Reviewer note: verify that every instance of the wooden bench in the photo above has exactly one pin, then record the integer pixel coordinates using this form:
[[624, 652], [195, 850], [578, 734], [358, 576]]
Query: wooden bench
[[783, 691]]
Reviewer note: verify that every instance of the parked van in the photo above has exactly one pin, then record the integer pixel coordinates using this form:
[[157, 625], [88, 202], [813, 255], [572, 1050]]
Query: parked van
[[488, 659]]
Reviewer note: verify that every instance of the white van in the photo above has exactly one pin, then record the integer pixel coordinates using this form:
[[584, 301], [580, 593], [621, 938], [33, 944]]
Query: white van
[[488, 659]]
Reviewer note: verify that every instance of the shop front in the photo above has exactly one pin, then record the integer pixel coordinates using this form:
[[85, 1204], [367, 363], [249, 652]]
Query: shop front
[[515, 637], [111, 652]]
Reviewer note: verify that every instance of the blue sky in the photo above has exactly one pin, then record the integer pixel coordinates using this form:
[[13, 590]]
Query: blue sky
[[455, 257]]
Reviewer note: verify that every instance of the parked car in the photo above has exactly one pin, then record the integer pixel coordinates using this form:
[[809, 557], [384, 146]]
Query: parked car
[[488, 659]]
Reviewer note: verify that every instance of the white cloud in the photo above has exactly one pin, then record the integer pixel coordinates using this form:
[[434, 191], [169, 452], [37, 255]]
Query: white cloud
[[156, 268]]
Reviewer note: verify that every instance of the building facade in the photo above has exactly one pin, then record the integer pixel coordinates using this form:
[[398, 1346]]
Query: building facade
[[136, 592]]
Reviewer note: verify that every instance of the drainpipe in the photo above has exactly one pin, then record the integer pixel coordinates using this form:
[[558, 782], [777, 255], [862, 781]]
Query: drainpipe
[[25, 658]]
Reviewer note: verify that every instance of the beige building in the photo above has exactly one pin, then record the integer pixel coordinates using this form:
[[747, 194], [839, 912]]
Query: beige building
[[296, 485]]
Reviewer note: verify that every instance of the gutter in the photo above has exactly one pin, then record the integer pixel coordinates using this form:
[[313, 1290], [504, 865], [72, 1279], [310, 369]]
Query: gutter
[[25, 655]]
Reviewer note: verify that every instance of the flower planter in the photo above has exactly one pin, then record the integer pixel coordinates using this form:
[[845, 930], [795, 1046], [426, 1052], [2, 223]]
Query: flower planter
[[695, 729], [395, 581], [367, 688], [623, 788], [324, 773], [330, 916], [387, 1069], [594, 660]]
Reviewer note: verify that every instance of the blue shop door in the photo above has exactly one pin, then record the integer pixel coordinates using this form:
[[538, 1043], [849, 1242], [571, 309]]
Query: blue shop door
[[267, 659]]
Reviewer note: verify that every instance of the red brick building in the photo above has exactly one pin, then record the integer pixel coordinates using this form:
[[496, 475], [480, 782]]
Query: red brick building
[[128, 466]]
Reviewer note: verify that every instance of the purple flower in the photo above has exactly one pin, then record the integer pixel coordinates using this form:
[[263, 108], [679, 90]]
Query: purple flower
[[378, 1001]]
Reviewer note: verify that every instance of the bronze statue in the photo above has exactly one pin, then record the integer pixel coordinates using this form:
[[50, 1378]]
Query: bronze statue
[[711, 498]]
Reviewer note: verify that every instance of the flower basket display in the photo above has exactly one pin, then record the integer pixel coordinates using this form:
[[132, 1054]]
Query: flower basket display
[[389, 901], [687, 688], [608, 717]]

***

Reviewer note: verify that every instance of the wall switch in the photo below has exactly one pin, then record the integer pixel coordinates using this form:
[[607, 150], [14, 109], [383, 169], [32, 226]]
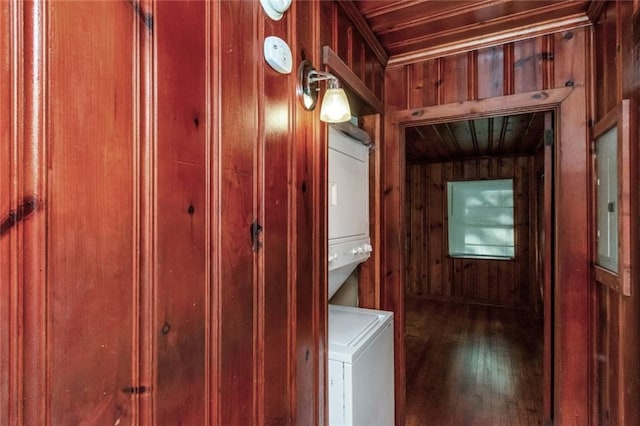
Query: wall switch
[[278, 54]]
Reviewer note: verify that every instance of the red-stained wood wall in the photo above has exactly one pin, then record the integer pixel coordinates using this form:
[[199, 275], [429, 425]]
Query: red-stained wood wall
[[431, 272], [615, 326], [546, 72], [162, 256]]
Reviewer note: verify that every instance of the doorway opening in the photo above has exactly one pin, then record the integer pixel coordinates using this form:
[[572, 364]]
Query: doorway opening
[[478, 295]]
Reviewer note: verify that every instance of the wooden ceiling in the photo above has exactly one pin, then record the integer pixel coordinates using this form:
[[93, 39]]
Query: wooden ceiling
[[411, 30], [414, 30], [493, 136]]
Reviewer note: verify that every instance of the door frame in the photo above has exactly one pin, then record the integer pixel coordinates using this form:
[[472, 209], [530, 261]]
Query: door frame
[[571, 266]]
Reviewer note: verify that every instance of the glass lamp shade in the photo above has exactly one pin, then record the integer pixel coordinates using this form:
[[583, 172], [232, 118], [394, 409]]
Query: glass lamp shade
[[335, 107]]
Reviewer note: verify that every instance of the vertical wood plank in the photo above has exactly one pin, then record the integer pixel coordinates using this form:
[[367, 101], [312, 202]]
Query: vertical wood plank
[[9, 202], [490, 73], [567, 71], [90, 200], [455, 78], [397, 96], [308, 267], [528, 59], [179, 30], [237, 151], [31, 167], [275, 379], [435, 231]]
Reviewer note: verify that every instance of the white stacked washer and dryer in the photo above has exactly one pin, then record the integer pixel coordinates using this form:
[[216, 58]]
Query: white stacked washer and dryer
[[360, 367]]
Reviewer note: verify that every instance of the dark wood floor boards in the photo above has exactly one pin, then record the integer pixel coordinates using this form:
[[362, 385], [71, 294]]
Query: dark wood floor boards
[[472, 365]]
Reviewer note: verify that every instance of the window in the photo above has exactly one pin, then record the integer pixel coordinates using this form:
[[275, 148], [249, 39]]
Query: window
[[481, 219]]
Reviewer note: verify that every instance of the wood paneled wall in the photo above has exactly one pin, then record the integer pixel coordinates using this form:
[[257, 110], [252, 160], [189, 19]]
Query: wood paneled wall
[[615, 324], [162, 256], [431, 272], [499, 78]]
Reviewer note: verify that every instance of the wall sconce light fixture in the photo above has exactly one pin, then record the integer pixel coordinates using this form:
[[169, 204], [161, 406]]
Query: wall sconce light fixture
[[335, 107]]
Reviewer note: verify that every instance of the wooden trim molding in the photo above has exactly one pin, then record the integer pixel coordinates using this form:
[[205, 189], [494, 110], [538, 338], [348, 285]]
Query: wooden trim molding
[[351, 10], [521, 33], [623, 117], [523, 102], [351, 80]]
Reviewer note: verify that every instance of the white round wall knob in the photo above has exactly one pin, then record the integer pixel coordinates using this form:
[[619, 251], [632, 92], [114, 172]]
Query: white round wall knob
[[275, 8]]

***

Instructions for the task> Produce only the lines from the line containing "[[572, 364]]" through the line containing "[[362, 385], [71, 294]]", inclusive of both, exactly as they stand in the entries above.

Solved problem>
[[572, 364]]
Query: doorway opening
[[478, 295]]
Reviewer note: verify that every instance of the wooden ceiling in the photo above has exactly one pin, then record the integer pixel coordinates using this form:
[[93, 39]]
Query: wooden ceiling
[[411, 30], [414, 30], [493, 136]]
Reviewer note: verify that every instance of the door frame in the photo above has exactly one pin, then record the integer pixel coordinates using this form:
[[472, 209], [530, 261]]
Query: door frame
[[571, 266]]
Reviewer note: verify that every instance of the glass lamp shade in the photo above has exactly one pin, then record the integer pixel coordinates using this form:
[[583, 172], [232, 118], [394, 409]]
Query: glass lamp shade
[[335, 107]]
Reviewer note: verify that every instance of the vertical wood plank in the photo above has exactly one pin, then record the integer pixel coordinates using this form:
[[367, 101], [312, 202]]
Query: vertical wood plank
[[9, 202], [490, 73], [567, 71], [90, 200], [455, 78], [397, 96], [308, 267], [528, 59], [179, 30], [237, 151], [31, 167], [275, 379], [435, 231]]
Reviewer note: verify that every instance of the white stacked washer and dryer in the photo above has exactly one pin, then record the integer pixel coordinates using this form:
[[216, 58]]
Query: white stacked washer and dryer
[[360, 367]]
Reviewer note: verify that every instance of the dark wood floor boards in the photo above has exactly one pin, then record the integer pixel coordinates using this form:
[[362, 385], [71, 294]]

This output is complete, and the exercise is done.